- _Task instructions_
In the records below, copy verbatim the stretch from the line containing "Box each metal" through the end of the records, including both ends.

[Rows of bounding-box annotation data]
..........
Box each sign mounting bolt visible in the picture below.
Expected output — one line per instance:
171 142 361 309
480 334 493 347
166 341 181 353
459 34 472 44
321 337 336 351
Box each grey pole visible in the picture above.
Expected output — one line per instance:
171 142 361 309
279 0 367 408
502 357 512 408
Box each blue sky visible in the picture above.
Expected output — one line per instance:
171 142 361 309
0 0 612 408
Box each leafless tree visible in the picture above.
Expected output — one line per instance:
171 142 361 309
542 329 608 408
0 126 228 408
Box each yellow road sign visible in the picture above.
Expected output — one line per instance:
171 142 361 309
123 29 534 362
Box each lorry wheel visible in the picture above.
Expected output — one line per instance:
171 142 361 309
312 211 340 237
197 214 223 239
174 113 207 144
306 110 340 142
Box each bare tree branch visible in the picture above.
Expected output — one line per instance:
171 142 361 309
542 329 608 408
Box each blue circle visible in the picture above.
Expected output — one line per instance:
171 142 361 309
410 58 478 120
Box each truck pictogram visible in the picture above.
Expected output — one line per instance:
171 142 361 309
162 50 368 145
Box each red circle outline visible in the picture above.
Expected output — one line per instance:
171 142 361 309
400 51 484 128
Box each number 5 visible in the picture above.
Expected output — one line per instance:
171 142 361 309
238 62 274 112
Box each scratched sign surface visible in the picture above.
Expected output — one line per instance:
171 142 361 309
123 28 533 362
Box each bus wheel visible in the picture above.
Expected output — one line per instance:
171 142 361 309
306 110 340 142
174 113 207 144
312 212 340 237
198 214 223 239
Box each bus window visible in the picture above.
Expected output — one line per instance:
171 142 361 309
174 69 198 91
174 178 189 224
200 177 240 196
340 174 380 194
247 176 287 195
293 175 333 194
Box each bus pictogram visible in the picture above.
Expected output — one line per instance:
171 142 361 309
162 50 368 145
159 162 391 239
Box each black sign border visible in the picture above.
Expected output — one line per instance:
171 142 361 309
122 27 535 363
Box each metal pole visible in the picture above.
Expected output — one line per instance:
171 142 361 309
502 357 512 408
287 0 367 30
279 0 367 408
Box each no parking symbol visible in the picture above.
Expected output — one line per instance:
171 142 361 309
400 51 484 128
..........
- _Exercise answer_
Box each metal pole visible in the picture above.
Expected output — one line per instance:
171 142 361 309
502 357 512 408
287 0 367 30
279 0 367 408
Box each no parking symbol visible in the picture above.
Expected output — one line per instance:
171 142 361 309
400 51 484 128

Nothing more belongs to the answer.